begin Document passage

So what could be done? Well, it was clear that one of the key issues with the world ranking bodies is that they are unappointed and they answer to nobody. In an earlier blog post where Lizzie describes the research evaluation environment as a food chain, she put them at the top: predators on which no-one predates. (Although some Scandinavian colleagues see them more as parasites that feed off the healthy organisms: taking but not giving back). And of course the way to topple an apex predator, is to introduce a new one: to make them answerable to the communities they rank.  So this is what the INORMS REWG set about doing, by seeking to introduce an evaluation mechanism of their own to rate the rankers.

In some parallel work, the REWG were developing SCOPE, a five-step process for evaluating effectively, so we were keen to follow our own guidance when designing our ranker ratings. And this is how we did so:

Start with what you value

Our first step was to identify what it was we wanted from any mechanism seeking to draw comparisons between universities. What did we value? To this end we sought out wisdom from all those who’ve gone ahead of us in this space: the Berlin Principles on Ranking HEIs, the work of Ellen Hazelkorn, the CWTS principles for responsible use of rankings, the Leiden ManifestoDORAYves Gingras, and many others. From their thoughts we synthesised a draft list of Criteria for Fair and Responsible University Rankings and put them out to the community for comment. We got feedback from a wide range of organisations: universities, academics, publishers and ranking organisations themselves. The feedback was then synthesised into our value document – what we valued about the entity (rankers) under evaluation. These fell into four categories: good governance, transparency, measure what matters, and rigour.

end Document passage

Problem set ->
1/ In the passage on rating university rankers, what four categories did the values fall into?
2/ Carry on the passage on rating university rankers from the point where it stops.

begin Dataset records

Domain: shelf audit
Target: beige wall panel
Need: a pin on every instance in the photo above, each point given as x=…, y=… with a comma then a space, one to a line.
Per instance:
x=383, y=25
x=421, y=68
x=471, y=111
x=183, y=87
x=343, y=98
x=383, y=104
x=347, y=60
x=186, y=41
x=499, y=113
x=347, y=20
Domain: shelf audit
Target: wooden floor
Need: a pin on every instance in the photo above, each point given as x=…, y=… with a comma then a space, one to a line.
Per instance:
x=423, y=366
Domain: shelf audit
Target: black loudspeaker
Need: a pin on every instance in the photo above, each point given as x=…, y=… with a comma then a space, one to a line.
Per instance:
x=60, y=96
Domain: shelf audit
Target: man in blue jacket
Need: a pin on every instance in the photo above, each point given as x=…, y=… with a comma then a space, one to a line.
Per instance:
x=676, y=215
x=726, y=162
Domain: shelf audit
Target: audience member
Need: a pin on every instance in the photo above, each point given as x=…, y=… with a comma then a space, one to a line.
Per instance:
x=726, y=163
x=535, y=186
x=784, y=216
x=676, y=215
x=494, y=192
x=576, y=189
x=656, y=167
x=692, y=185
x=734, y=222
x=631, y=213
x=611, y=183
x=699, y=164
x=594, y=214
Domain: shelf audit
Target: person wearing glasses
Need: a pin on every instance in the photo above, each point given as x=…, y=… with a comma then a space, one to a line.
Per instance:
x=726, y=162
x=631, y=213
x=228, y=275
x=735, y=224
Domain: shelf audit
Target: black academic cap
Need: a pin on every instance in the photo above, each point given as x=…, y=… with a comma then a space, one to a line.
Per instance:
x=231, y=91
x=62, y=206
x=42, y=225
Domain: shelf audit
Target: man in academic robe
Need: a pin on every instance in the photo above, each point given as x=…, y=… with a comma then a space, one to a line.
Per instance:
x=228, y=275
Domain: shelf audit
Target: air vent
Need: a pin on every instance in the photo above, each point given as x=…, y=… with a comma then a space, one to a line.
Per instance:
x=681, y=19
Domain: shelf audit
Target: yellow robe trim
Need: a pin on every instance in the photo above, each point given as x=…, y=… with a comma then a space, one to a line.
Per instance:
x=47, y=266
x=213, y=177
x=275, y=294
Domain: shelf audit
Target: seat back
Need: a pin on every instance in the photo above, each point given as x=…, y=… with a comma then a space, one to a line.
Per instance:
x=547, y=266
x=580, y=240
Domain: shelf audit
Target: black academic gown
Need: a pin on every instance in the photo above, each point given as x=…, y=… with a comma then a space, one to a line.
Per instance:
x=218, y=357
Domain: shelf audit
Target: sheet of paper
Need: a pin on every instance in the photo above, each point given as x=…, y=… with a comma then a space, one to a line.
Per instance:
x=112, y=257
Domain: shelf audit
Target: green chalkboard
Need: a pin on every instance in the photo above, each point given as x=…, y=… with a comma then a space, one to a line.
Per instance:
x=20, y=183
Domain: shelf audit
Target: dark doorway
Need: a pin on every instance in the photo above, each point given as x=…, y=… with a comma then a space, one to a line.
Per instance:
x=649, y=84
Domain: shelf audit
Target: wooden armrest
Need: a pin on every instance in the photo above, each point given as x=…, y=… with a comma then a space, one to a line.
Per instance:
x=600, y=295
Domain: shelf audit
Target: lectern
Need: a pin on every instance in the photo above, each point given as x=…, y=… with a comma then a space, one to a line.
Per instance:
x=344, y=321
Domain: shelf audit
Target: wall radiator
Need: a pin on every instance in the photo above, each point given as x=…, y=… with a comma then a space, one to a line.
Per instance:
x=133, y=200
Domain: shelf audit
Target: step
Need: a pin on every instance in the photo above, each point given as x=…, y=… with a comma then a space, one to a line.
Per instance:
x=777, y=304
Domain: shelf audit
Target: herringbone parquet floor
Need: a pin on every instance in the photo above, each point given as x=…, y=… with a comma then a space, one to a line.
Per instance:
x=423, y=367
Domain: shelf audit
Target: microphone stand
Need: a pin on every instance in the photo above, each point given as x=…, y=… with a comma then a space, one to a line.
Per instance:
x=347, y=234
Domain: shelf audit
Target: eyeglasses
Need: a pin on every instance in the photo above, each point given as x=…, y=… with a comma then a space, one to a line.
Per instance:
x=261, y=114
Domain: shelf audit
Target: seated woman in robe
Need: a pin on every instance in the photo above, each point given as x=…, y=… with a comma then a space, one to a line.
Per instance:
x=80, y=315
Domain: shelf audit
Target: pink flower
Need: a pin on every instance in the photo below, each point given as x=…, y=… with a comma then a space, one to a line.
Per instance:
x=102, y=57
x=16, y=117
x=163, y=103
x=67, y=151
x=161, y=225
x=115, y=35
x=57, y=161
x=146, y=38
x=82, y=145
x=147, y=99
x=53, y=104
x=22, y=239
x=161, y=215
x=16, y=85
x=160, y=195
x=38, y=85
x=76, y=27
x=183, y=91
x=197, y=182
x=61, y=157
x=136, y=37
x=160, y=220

end Dataset records

The responses ->
1/ Good governance, transparency, measure what matters, and rigour.

2/
Context considerations

There are lots of reasons we evaluate things. What we’re trying to achieve here is a comparison of the various ranking organisations, with the ultimate purpose of incentivising them to do better. We want to expose where they differ from each other but also to highlight areas that the community cares about where they currently fall short.  What we didn’t want to do is create another ranking. It would have been very tempting to do so: “ranking the rankings” has a certain ring to it.  But not only would this mean that a ranking organisation got to shout about its league-table-topping status – something we didn’t want to endorse – but we wouldn’t be practising what we preached: a firm belief that it is not possible to place multi-faceted entities on a single scale labelled ‘Top’ and ‘Bottom’.

Options for evaluating

Once we had our list of values, we then set about translating them into measurable criteria – into indicators that were a good proxy for the quality being measured. As anyone who’s ever developed an evaluation approach will know, this is hard. But again, we sought to adhere to our own best practice by providing a matrix by which evaluators could provide both quantitative and qualitative feedback. Quantitative feedback took the form of a simple three-point scale according to whether the ranker fully (2 marks), partially (1 mark) or failed (0 marks) to meet the set criteria. Qualitative feedback took the form of free-text comments.  To ensure transparency and mitigate against bias as best we could, we asked a variety of international experts to each assess one of six ranking organisations against the criteria. INORMS REWG members also undertook evaluations, and, in line with the SCOPE principle of ‘evaluating with the evaluated,’ each ranker was also invited to self-assess themselves.  Only one ranking organisation, CWTS Leiden, accepted our offer to self-assess and they provided free-text comments rather than scores.  All this feedback was then forwarded to our senior expert reviewer, Dr Richard Holmes, author of the University Ranking Watch blog, and certainly one of the most knowledgeable University Rankings experts in the world. He was able to combine the feedback from our international experts with his own, often inside, knowledge of the rankings, to enable a really robust, expert assessment.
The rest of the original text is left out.